[TASKS TO PERFORM]
1) List every election the article on Simon Young mentions, with its year.
2) According to the article on Simon Young, how long did it take him to sail from Auckland to the Pitcairn Islands?

[DOCUMENT PASSAGE]

────────

6th Mayor of Pitcairn Islands
- In office 1 January 2023 – 31 December 2025
- Monarch: Charles III
- Governor: Iona Thomas
- Preceded by: Charlene Warren-Peu
- Succeeded by: Shawn Christian

Deputy Mayor of Pitcairn
- In office 1 January 2010 – 31 December 2013
- Succeeded by: Brenda Christian

Personal details
- Born: 1965 (age 60–61) Pickering, North Yorkshire, England

= Simon Young (mayor) =

English-born Pitcairnese politician (born 1965)

Simon Young (born 1965) is a British politician who served as the Mayor of Pitcairn from 2023 to 2025, the first non-native Pitcairn Islander to hold the position. Prior to this, he served as Deputy Mayor from 2009 to 2013.

==Biography==
Simon Young was born in 1965. Originally from Pickering in North Yorkshire, Young served in the Royal Air Force for ten years. After leaving the air force he wanted to travel the world and was interested in the Pitcairn Islands. In order to visit the island Young had to ask for permission from the island's council in writing. Young visited Pitcairn in 1992, and it took him nine days to sail from Auckland, New Zealand, to the Pitcairn Islands.

In 1999, Young and his wife Shirley, who was from the United States, permanently moved to the Pitcairn Islands. He is editor of the island's newspaper The Pitcairn Miscellany.

Young was elected as Deputy Mayor in the 2009 Pitcairnese general election and served under Mayor Mike Warren. He ran for the mayoralty in the 2013 elections, losing by one vote in the third round of voting to Shawn Christian after the two candidates had been tied in the first two rounds. He later served as the magistrate of the islands.

In the 2022 mayoral election Young was elected mayor by 19 votes to 16, becoming the first non-native to head the island's government. Due to the island's small population, he personally knew every voter. During his tenure as mayor he has sought to increase the population of the islands by encouraging immigration. He bears no relation to Simon Young, who was magistrate of the Pitcairn Islands in 1849. He was present for the coronation of Charles III and Camilla.

────────

[PROVIDED DATA]
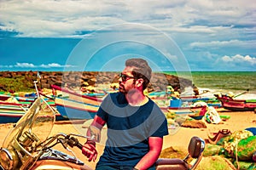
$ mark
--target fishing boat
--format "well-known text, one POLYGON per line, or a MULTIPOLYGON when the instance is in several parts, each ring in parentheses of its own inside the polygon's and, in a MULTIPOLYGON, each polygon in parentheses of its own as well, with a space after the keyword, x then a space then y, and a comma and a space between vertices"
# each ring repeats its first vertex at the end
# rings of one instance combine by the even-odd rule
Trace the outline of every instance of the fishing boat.
POLYGON ((69 120, 93 119, 99 109, 99 105, 59 97, 55 97, 55 103, 60 114, 69 120))
POLYGON ((172 99, 170 100, 168 110, 179 115, 192 115, 199 113, 204 107, 205 105, 191 105, 182 99, 172 99))
POLYGON ((0 123, 17 122, 27 110, 21 104, 0 102, 0 123))
POLYGON ((100 105, 101 103, 102 102, 102 98, 99 99, 95 96, 80 94, 77 92, 72 91, 65 88, 61 88, 56 85, 51 85, 51 88, 53 91, 53 94, 58 98, 69 99, 71 100, 79 101, 79 102, 82 102, 92 105, 100 105), (61 95, 59 95, 58 94, 61 94, 61 95))
POLYGON ((230 110, 256 110, 256 99, 236 99, 226 94, 215 94, 224 109, 230 110))
MULTIPOLYGON (((0 101, 0 123, 15 123, 29 109, 32 103, 12 103, 0 101)), ((56 111, 56 121, 65 120, 62 116, 56 111)))

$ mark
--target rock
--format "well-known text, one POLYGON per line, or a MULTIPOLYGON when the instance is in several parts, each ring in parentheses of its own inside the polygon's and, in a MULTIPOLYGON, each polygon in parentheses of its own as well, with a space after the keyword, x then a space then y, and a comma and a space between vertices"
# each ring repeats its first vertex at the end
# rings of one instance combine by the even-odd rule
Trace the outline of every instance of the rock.
MULTIPOLYGON (((84 86, 86 82, 90 86, 97 84, 111 84, 118 82, 119 72, 99 72, 99 71, 39 71, 41 76, 41 88, 49 88, 50 85, 64 86, 72 88, 84 86)), ((37 80, 38 71, 0 71, 1 77, 15 78, 24 76, 26 82, 31 82, 29 88, 33 88, 33 81, 37 80)), ((26 83, 28 84, 28 83, 26 83)), ((24 86, 26 84, 23 84, 24 86)), ((148 91, 161 90, 166 91, 166 87, 171 85, 174 89, 184 89, 185 87, 192 87, 190 80, 177 77, 173 75, 164 73, 153 73, 151 82, 148 85, 148 91)), ((1 89, 7 91, 8 85, 2 84, 1 89)))

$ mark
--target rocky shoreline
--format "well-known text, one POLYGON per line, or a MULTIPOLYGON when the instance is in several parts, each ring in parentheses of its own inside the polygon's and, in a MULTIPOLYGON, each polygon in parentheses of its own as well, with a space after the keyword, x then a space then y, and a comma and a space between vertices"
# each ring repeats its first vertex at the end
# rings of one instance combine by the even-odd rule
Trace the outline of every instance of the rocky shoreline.
MULTIPOLYGON (((119 72, 101 71, 39 71, 41 76, 41 88, 50 88, 50 85, 67 86, 77 88, 84 86, 97 86, 98 84, 111 84, 118 82, 119 72)), ((24 82, 28 84, 28 88, 34 88, 33 81, 37 80, 38 71, 0 71, 1 78, 16 79, 24 78, 24 82), (27 83, 31 82, 31 83, 27 83)), ((25 84, 25 83, 23 83, 25 84)), ((183 91, 186 87, 192 87, 190 80, 178 77, 173 75, 154 72, 149 91, 166 90, 166 86, 171 85, 174 89, 183 91)), ((8 84, 0 82, 0 91, 9 91, 8 84)))

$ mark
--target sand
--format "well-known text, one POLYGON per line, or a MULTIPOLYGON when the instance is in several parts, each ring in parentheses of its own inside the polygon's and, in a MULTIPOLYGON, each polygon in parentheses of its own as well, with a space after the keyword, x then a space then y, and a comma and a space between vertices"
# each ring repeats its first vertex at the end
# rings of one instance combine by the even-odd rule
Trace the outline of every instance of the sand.
MULTIPOLYGON (((163 149, 172 147, 183 147, 187 148, 189 139, 193 136, 201 137, 203 139, 207 139, 207 133, 209 132, 218 132, 220 129, 225 128, 230 129, 231 132, 237 130, 243 130, 247 128, 256 127, 256 114, 253 111, 241 111, 241 112, 232 112, 232 111, 222 111, 218 112, 219 115, 229 115, 230 119, 221 122, 218 124, 207 124, 207 128, 178 128, 176 133, 172 133, 164 138, 163 149)), ((86 128, 83 128, 84 121, 73 122, 73 123, 67 122, 56 122, 55 124, 52 133, 55 134, 57 133, 79 133, 84 134, 86 128)), ((3 145, 5 136, 8 134, 9 131, 13 127, 13 124, 0 124, 0 144, 3 145)), ((103 129, 102 139, 105 139, 106 129, 103 129)), ((79 139, 80 143, 84 143, 84 139, 79 139)), ((96 162, 98 161, 99 156, 102 155, 104 145, 102 144, 97 144, 96 149, 98 150, 98 157, 96 162)), ((58 148, 61 148, 59 146, 58 148)), ((73 149, 77 157, 81 161, 84 162, 87 165, 95 167, 96 162, 88 162, 87 159, 81 154, 79 149, 73 149)))

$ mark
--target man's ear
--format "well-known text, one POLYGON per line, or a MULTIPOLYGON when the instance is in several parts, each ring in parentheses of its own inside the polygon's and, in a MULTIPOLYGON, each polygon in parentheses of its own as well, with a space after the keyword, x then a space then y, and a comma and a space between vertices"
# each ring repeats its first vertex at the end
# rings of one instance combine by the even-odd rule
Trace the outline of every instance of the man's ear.
POLYGON ((142 78, 137 79, 137 87, 139 88, 139 87, 143 86, 143 82, 144 81, 142 78))

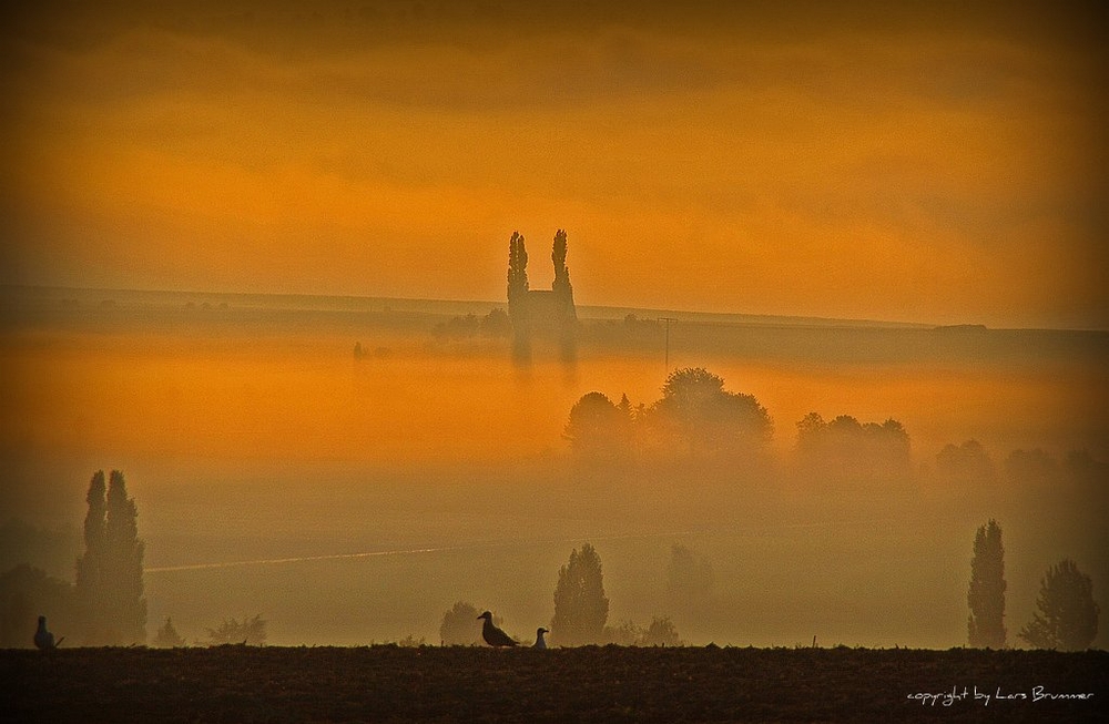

────────

[RESPONSE LIST]
1)
- 2009 Pitcairnese general election
- 2013 elections
- 2022 mayoral election

2) Nine days.